[Records from a data collection]

※ ※ ※

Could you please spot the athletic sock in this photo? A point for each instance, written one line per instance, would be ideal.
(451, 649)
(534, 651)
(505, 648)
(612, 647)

※ ※ ※

▸ **DO THIS**:
Return all of the lines above verbatim, with no changes.

▸ **FULL RESPONSE**:
Could you please spot the athletic sock in this photo? A point for each instance, written one line per instance, would be ideal.
(451, 649)
(534, 651)
(505, 648)
(612, 647)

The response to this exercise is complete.